What the task asks:
Pictures aside, repeat every record below exactly.

Stored data entries:
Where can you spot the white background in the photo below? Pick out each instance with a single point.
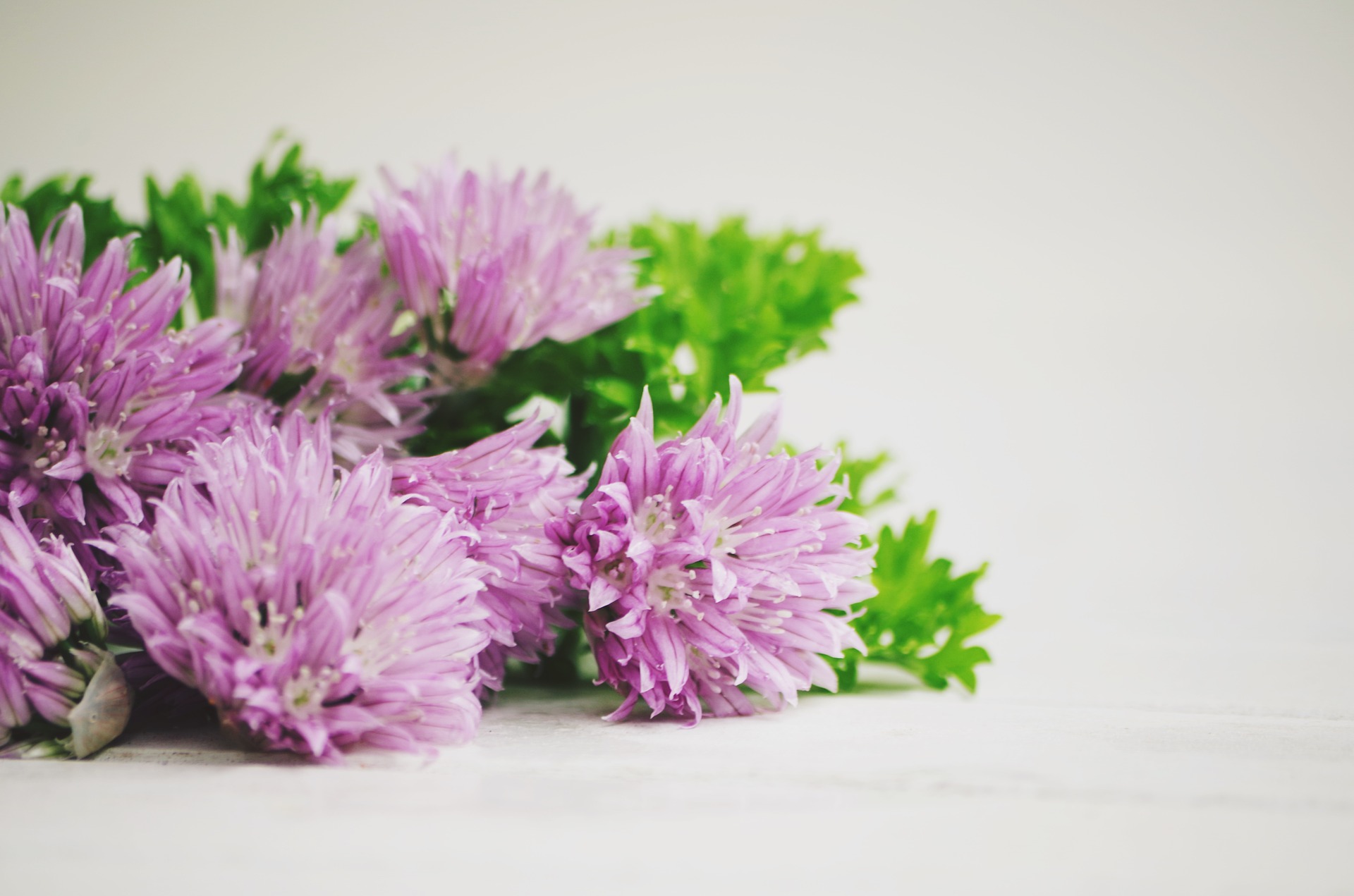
(1109, 304)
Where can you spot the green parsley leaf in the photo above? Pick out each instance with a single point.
(922, 616)
(182, 217)
(51, 197)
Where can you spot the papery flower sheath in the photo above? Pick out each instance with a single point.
(711, 565)
(508, 491)
(512, 256)
(309, 606)
(61, 692)
(324, 331)
(98, 401)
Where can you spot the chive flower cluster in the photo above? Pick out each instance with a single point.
(259, 509)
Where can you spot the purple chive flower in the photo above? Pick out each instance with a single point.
(711, 565)
(512, 256)
(61, 692)
(327, 321)
(507, 491)
(313, 609)
(98, 401)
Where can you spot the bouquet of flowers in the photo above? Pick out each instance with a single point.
(336, 479)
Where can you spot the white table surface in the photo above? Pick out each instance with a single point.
(889, 791)
(1105, 328)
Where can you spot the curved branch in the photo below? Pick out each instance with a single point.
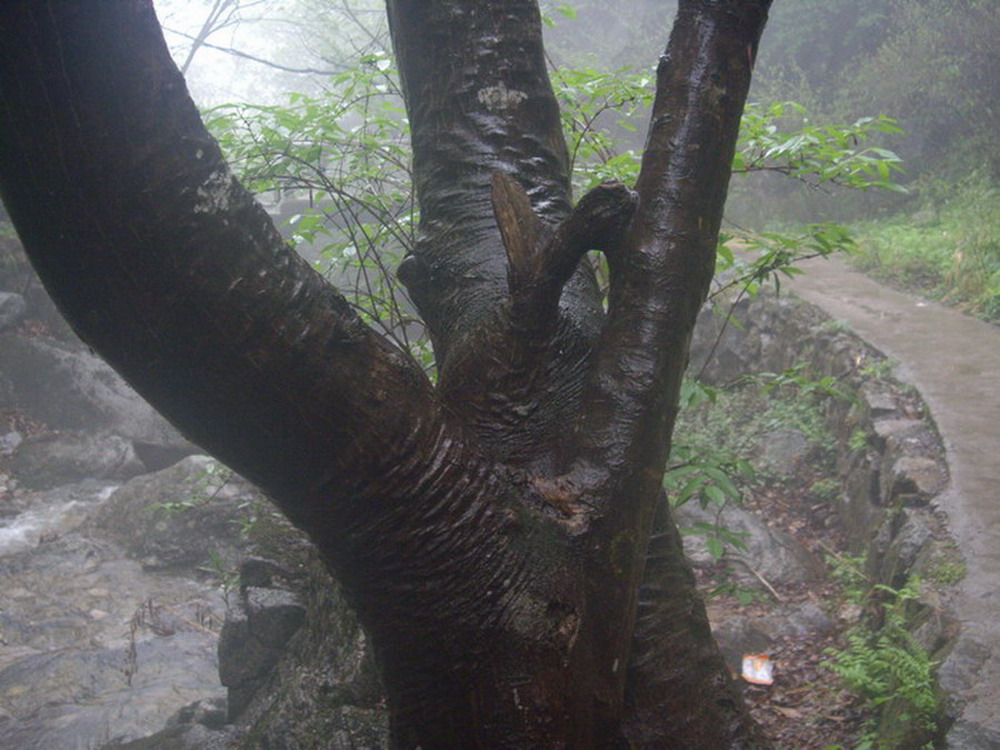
(171, 271)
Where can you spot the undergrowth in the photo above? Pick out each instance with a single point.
(881, 660)
(949, 252)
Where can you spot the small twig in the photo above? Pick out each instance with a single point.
(778, 597)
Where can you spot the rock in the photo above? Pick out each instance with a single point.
(69, 388)
(879, 403)
(12, 309)
(9, 442)
(74, 456)
(186, 515)
(773, 554)
(324, 691)
(253, 639)
(64, 679)
(183, 737)
(913, 481)
(784, 450)
(900, 540)
(49, 514)
(967, 735)
(795, 620)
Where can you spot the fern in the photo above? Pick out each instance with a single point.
(890, 664)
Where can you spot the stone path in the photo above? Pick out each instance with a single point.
(954, 361)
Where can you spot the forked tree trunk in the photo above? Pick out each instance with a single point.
(502, 535)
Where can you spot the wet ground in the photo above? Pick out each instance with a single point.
(954, 361)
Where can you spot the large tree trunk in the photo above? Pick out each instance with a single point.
(493, 532)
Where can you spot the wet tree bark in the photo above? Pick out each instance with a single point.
(502, 535)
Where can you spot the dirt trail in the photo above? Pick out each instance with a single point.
(954, 361)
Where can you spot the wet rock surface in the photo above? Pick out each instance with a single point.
(111, 618)
(952, 360)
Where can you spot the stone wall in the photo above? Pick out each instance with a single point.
(890, 460)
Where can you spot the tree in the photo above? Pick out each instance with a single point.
(502, 533)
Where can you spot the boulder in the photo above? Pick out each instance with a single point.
(770, 553)
(56, 459)
(186, 515)
(12, 309)
(68, 388)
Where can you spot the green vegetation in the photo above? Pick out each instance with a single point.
(717, 452)
(882, 661)
(951, 254)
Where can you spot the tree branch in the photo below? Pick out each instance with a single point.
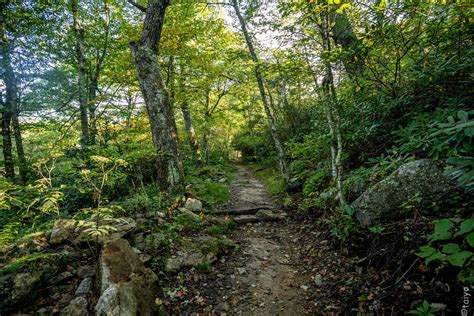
(136, 5)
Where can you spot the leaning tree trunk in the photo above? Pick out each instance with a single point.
(92, 107)
(9, 110)
(81, 78)
(188, 124)
(156, 96)
(276, 139)
(332, 112)
(7, 145)
(206, 131)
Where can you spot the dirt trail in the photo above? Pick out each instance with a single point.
(262, 278)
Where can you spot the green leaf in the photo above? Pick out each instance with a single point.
(450, 248)
(466, 227)
(463, 116)
(458, 259)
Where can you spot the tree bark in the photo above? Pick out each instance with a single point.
(276, 139)
(93, 86)
(7, 145)
(94, 79)
(205, 132)
(188, 122)
(81, 76)
(157, 99)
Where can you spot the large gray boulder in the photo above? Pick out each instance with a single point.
(385, 199)
(126, 285)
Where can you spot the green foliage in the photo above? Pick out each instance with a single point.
(424, 310)
(462, 170)
(19, 263)
(251, 146)
(314, 183)
(451, 242)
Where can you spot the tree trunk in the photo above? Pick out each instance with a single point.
(7, 145)
(81, 77)
(188, 124)
(205, 132)
(157, 100)
(276, 140)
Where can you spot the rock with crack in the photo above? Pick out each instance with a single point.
(268, 215)
(193, 204)
(245, 219)
(72, 230)
(423, 178)
(126, 285)
(186, 212)
(84, 287)
(63, 230)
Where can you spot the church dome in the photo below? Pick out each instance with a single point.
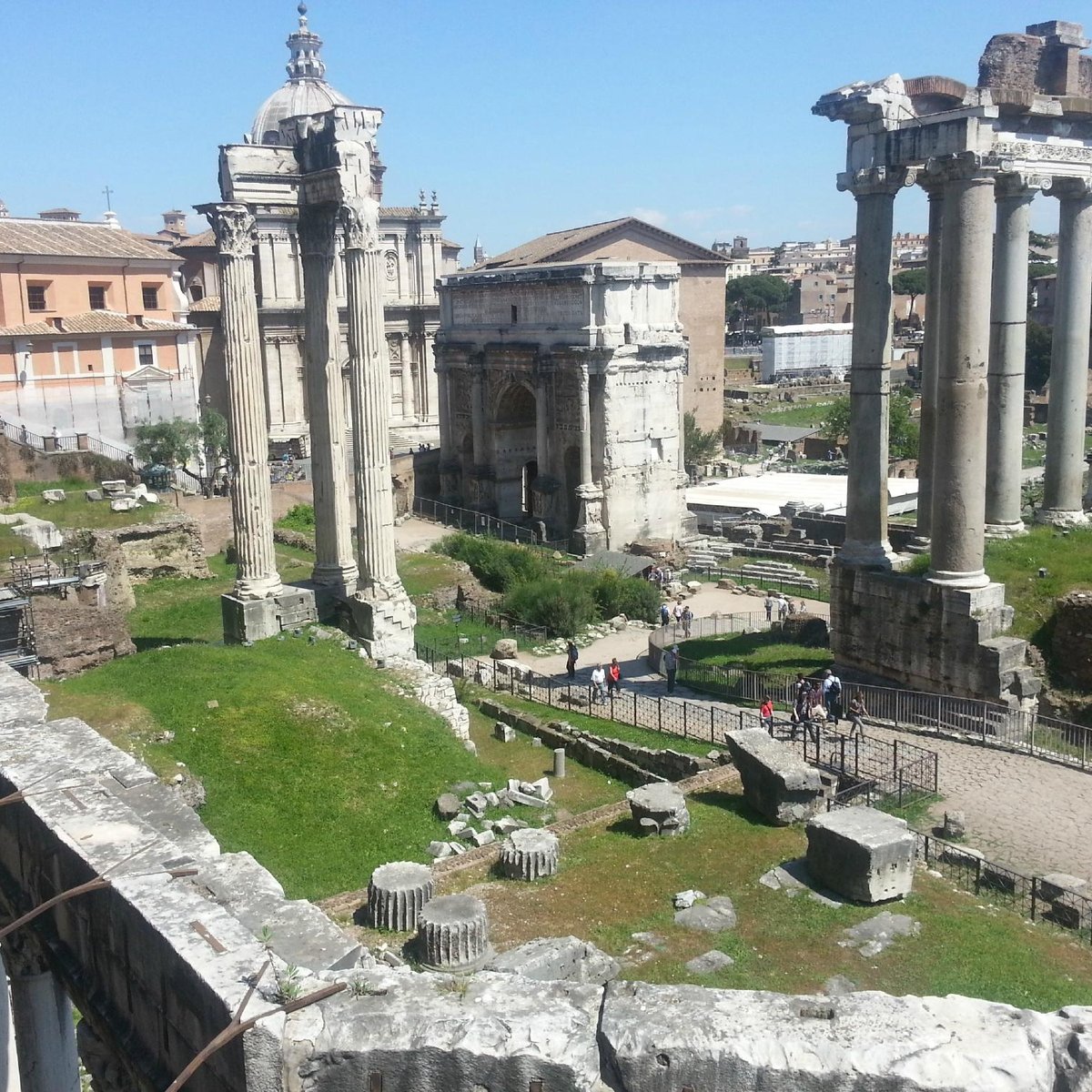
(306, 91)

Exercise response:
Where can you spot the white background in the photo below? Pick out each instance with a single point.
(1109, 304)
Where can you spot the green parsley leaf in the photo above? Pick out each instance with a single point.
(922, 616)
(182, 217)
(51, 197)
Where can you spot the papery flower sheath in the photo above? Pick out each instance with a single point.
(711, 565)
(508, 491)
(512, 256)
(309, 606)
(61, 692)
(324, 331)
(98, 401)
Where can you spot the chive flower cluster in the photo above? Pick out each instance with a single point.
(259, 509)
Where can you spot the purple chive flower in the photo above? Pick out each instance with a single point.
(711, 565)
(512, 256)
(61, 692)
(327, 321)
(507, 491)
(313, 609)
(98, 401)
Where can you spot the bouquet of flowers in the photo above? Pick out each instance with a single point.
(336, 479)
Where can you spot the white table surface in the photo above? Pick out each instance with a single point.
(889, 791)
(1105, 328)
Where can you spot the curved branch in the photo below? Pick out each instance with a single point.
(171, 271)
Where can you spot the undergrowth in the photo above? Pick out each instance with a single point.
(881, 660)
(949, 252)
Where can you spot the small twig in the photo above? Pick out each instance with a single point.
(778, 597)
Where can you spot the rock in the photo above? Pick out each instance with a single point.
(69, 388)
(879, 403)
(12, 309)
(9, 442)
(74, 456)
(186, 515)
(773, 554)
(324, 691)
(253, 639)
(64, 679)
(183, 737)
(913, 481)
(784, 450)
(900, 540)
(49, 514)
(967, 735)
(795, 620)
Where can you spot the fern in the photo above? Pick out each instance with a single point.
(890, 664)
Where can you spot the stone path in the photo above? Pick out each instance with a single point.
(954, 361)
Where can you spot the forked tree trunk in the photo above? Pick out each instance with a single point.
(502, 535)
Where can you spot the wet ground in the photo above? Pick out each instance with a single point.
(954, 361)
Where can you spot the large tree trunk in the photo above? Pick out each instance with a single point.
(493, 532)
Where can you spot the wet tree bark in the photo above? Pick out each instance with a single point.
(502, 535)
Where can you spot the dirt trail in the photo above? Pick out each instance with a single point.
(954, 361)
Where can you spot the wet rock surface in the photo above? Pick out each instance with a single point.
(111, 618)
(952, 360)
Where can you spot the stone wall in the photo above? Pick out each instance with a single point.
(890, 460)
Where can you spot the tree in the photo above? Pick out each instance with a single point.
(502, 533)
Where can you spot the boulder in the photo above? Pick out each instance with a single point.
(770, 553)
(56, 459)
(186, 515)
(12, 309)
(68, 388)
Where can you spot the green vegetation in the photo above? Pick out each instance with a single point.
(717, 452)
(882, 661)
(951, 254)
Where can you spot the tree branch in the photo below? Pick out each instance with a single point.
(136, 5)
Where can you spot the leaning tree trunk in the photo above? Pick out each instance with a single point.
(92, 107)
(9, 110)
(81, 78)
(188, 124)
(156, 96)
(276, 139)
(332, 112)
(7, 145)
(206, 131)
Where can you spot the dirt trail in the photo above? Pick out each instance with a single point.
(262, 278)
Where can you spot the green leaf in the photo above? Pick out each instance with a single point.
(450, 248)
(466, 227)
(463, 116)
(458, 259)
Where can you spot the tree bark in the photo above? Pick out each instance with a single point.
(276, 139)
(93, 86)
(7, 145)
(94, 79)
(205, 132)
(188, 122)
(81, 76)
(157, 99)
Where can you spot the large gray boulder in the photo above? Pick out each instance with a single point.
(385, 199)
(126, 285)
Where can you spot the green foliage in the photo above? Pick out each instance with a single point.
(424, 310)
(462, 170)
(19, 263)
(251, 146)
(314, 183)
(451, 242)
Where can you spot the tree trunk in the photo above? Pick out each instance with a single point.
(7, 145)
(81, 77)
(188, 124)
(205, 132)
(157, 100)
(276, 140)
Where can you spot the rock with crack in the photo above? Pick out each instance with a single point.
(268, 215)
(193, 204)
(245, 219)
(72, 230)
(423, 178)
(126, 285)
(186, 212)
(84, 287)
(63, 230)
Where can you spot the church dome in the photo below? Pick out each instance with a single point.
(306, 91)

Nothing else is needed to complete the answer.